Aim of the task
Copy out all the lines of the items below, requests included, but multiply each x and y point coordinate in the answers by 1.85 and round it to a whole number, with halves rounding up. Leave every number in the requests and their format samples unchanged.

A run of items:
● ● ● ●
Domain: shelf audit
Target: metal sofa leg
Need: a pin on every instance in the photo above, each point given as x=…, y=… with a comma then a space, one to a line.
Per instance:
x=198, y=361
● ● ● ●
Exercise output
Domain: shelf audit
Target: metal sofa leg
Need: a pin on every instance in the photo above, each point given as x=…, y=… with a comma then a space, one to a line.
Per instance:
x=366, y=668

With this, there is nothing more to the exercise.